TAREA A REALIZAR: Escribe la continuación del extracto sobre Clarisa y su lucha por la libertad de su padre, a partir de su última oración.

EXTRACTO DE PÁGINA:
- - - - -

Clarisa no es una pasiva visitante familiar a la cárcel, es una luchadora, y aunque reconoce —con el dolor reflejado en el rostro— que piensa en su hija y sería incapaz de hacer el sacrificio de su padre, no ceja en el empeño de lograr la «libertad de los nuestros». Nuestros son Norberto González, otro patriota puertorriqueño en las cárceles estadounidenses, y «los cinco hermanos cubanos. Por Gerardo, Ramón, Fernando, por Antonio, y por René que ya está en Cuba. Por todos ellos trabajamos».

Siguiendo el ejemplo de su padre, Clarisa está dedicada al trabajo sindical que desarrolla en San Juan, Puerto Rico, y al pelear por los derechos de los trabajadores, también lo hace por la libertad de su padre, un combate diario que va abriendo solidaridad, que ha ido ampliando caminos en la bella Isla caribeña. «No solo en las filas del independentismo y el nacionalismo, sino en otros sectores que se identifican con ese bregar por alcanzar la justicia», dice.

- - - - -

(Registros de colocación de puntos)
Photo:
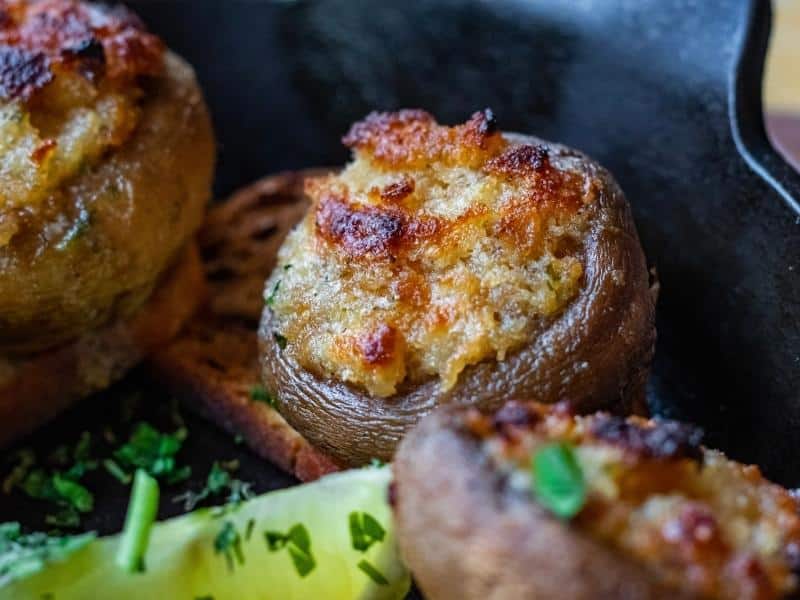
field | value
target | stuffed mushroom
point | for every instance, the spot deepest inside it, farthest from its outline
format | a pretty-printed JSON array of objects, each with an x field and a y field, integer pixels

- - - - -

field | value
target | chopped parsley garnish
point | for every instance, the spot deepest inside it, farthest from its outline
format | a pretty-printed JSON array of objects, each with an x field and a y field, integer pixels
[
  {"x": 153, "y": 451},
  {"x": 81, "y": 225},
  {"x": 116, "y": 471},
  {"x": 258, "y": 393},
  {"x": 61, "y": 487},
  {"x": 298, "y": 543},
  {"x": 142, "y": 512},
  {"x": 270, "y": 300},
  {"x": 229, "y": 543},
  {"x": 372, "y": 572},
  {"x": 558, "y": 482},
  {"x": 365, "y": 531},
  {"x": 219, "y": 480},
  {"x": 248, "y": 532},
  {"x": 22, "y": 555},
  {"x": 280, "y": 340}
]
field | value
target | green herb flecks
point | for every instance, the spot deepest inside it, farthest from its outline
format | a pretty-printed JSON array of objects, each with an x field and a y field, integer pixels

- - - - -

RESPUESTA AL EJERCICIO:
Clarisa menciona políticos como el Gobernador de Puerto Rico y la Alcaldesa de San Juan, haciendo declaraciones a favor de Oscar López Rivera; como también otros alcaldes y políticos de muy diversos partidos. Refiere emocionada los mensajes y saludos de apoyo que le llegan de su pueblo, de gente sencilla que se lo expresa al cruzarse en la calle, y de quienes con sinceridad le dicen: «No tengo las mismas ideas de tu padre, pero estamos contigo, con la familia, que tanto ha sufrido y no se lo merecen».

«Mira, hasta de la prensa. El diario El Nuevo Día, el mayor de Puerto Rico, ha abierto una columna semanal para las cartas de mi padre…». Y lo considera un impulso importante en la lucha por los presos políticos boricuas.

La primera misiva publicada por el periódico llevaba esta introducción: A partir de hoy, El Nuevo Día publicará periódicamente los sábados las cartas que el preso político Óscar López Rivera le envía desde prisión a su nieta Karina, a la cual solo ha conocido a través de los barrotes de la cárcel. López lleva 32 años encarcelado.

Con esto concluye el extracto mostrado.